[Detection examples]

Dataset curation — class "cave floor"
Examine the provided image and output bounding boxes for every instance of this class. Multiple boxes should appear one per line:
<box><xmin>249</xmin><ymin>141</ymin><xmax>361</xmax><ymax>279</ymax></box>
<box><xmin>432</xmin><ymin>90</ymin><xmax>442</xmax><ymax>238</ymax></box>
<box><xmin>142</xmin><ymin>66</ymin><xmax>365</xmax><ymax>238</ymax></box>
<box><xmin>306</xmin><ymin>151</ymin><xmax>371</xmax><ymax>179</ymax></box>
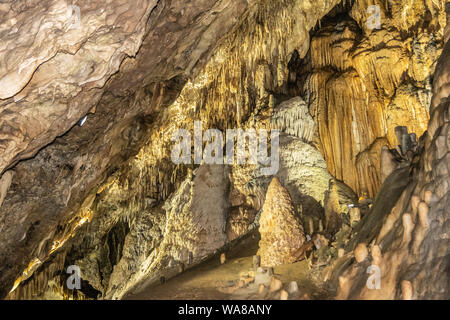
<box><xmin>125</xmin><ymin>235</ymin><xmax>329</xmax><ymax>300</ymax></box>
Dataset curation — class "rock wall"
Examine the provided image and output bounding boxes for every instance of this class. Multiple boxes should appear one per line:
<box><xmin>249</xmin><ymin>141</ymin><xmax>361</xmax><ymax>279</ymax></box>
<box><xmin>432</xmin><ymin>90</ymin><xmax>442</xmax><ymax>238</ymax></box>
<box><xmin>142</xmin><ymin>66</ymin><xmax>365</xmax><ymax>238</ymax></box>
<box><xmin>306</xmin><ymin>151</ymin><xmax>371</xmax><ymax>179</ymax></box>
<box><xmin>335</xmin><ymin>4</ymin><xmax>450</xmax><ymax>300</ymax></box>
<box><xmin>0</xmin><ymin>0</ymin><xmax>448</xmax><ymax>299</ymax></box>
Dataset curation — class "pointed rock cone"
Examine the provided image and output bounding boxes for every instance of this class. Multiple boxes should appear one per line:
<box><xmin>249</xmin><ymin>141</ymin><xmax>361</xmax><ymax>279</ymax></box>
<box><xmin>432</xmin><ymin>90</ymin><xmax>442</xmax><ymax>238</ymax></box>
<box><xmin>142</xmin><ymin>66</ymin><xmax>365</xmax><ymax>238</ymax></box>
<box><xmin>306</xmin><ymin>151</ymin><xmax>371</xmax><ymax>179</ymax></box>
<box><xmin>258</xmin><ymin>177</ymin><xmax>306</xmax><ymax>267</ymax></box>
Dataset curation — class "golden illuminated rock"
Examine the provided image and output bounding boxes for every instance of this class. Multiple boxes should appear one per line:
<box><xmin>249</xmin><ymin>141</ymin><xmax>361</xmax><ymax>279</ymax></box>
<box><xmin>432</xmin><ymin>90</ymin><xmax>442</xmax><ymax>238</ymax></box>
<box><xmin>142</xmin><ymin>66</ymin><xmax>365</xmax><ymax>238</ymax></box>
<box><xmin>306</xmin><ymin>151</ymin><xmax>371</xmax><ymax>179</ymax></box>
<box><xmin>258</xmin><ymin>177</ymin><xmax>306</xmax><ymax>267</ymax></box>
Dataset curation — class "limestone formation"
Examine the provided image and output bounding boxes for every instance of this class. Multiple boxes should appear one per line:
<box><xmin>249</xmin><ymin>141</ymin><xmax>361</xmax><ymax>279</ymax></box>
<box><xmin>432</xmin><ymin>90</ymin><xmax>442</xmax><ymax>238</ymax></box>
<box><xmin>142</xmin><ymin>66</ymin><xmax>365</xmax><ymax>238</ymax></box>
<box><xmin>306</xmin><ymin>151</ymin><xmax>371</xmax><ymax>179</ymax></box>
<box><xmin>0</xmin><ymin>0</ymin><xmax>450</xmax><ymax>299</ymax></box>
<box><xmin>332</xmin><ymin>1</ymin><xmax>450</xmax><ymax>300</ymax></box>
<box><xmin>258</xmin><ymin>177</ymin><xmax>306</xmax><ymax>267</ymax></box>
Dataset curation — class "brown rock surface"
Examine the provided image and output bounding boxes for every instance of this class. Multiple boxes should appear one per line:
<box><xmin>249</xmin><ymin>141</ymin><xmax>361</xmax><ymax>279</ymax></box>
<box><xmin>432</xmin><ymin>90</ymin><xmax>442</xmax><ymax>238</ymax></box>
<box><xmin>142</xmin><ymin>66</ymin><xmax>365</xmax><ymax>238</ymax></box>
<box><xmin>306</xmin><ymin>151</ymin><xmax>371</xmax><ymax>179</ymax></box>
<box><xmin>336</xmin><ymin>1</ymin><xmax>450</xmax><ymax>300</ymax></box>
<box><xmin>258</xmin><ymin>177</ymin><xmax>306</xmax><ymax>267</ymax></box>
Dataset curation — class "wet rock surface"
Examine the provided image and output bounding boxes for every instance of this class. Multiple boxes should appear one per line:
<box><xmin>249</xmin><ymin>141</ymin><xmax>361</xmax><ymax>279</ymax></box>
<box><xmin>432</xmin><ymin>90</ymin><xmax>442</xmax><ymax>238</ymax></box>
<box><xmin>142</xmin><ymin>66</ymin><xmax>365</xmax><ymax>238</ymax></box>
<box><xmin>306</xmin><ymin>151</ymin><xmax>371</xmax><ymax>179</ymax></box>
<box><xmin>0</xmin><ymin>0</ymin><xmax>450</xmax><ymax>299</ymax></box>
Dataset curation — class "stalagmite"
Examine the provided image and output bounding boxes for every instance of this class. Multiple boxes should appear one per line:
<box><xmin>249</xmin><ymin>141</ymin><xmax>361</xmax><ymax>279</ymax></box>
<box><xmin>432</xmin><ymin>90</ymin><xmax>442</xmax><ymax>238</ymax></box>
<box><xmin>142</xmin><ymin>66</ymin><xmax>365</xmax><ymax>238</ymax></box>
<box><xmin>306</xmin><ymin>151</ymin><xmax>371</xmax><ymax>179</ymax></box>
<box><xmin>355</xmin><ymin>243</ymin><xmax>369</xmax><ymax>263</ymax></box>
<box><xmin>269</xmin><ymin>277</ymin><xmax>283</xmax><ymax>292</ymax></box>
<box><xmin>401</xmin><ymin>280</ymin><xmax>413</xmax><ymax>300</ymax></box>
<box><xmin>418</xmin><ymin>202</ymin><xmax>429</xmax><ymax>228</ymax></box>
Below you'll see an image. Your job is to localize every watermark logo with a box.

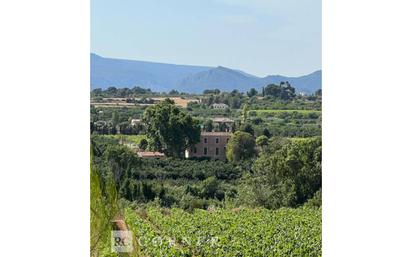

[112,230,133,253]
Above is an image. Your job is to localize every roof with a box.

[200,132,232,136]
[137,152,165,158]
[213,117,235,123]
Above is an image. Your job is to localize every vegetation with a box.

[226,131,256,162]
[90,82,322,256]
[126,207,322,256]
[143,99,200,157]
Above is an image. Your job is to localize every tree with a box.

[247,88,258,97]
[169,89,179,95]
[204,119,213,132]
[256,135,269,148]
[143,98,200,157]
[252,138,322,208]
[242,104,249,124]
[239,123,255,136]
[226,131,256,162]
[112,111,120,127]
[263,128,272,138]
[139,138,149,151]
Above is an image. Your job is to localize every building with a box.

[185,132,232,160]
[212,103,229,109]
[130,119,142,126]
[137,151,166,159]
[212,117,235,132]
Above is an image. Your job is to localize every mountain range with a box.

[90,53,322,94]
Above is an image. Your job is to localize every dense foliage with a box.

[126,208,322,257]
[143,99,200,157]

The exercise: The copy should hold exactly the lines from the line containing "Below you'll see" through the end of the data, both ends included, and no pictures.

Written response:
Below you'll see an image. Your job is to localize every watermark logo with a box.


[112,230,133,253]
Above is an image. Your job is to localize every roof with a box.

[200,132,232,136]
[137,152,165,158]
[213,117,235,123]
Above is an image. Your job is to localize every vegetation with a box.

[226,131,256,162]
[90,82,322,256]
[126,207,322,256]
[143,99,200,157]
Above is an image. Your job is to localize every tree with a box.

[247,88,258,97]
[169,89,179,95]
[204,119,213,132]
[256,135,269,148]
[143,98,200,157]
[252,138,322,208]
[242,104,249,124]
[239,123,255,136]
[226,131,256,162]
[112,111,120,127]
[263,128,272,138]
[139,138,149,151]
Above is an image. Your job is to localize every building with a box.

[185,132,232,160]
[212,103,229,109]
[130,119,142,126]
[137,151,166,159]
[212,117,235,132]
Above is an image. Your job is to localize every mountain range with a box.

[90,53,322,94]
Above is an image. Your job is to localize every dense foliage with a box.

[126,208,322,257]
[143,99,200,157]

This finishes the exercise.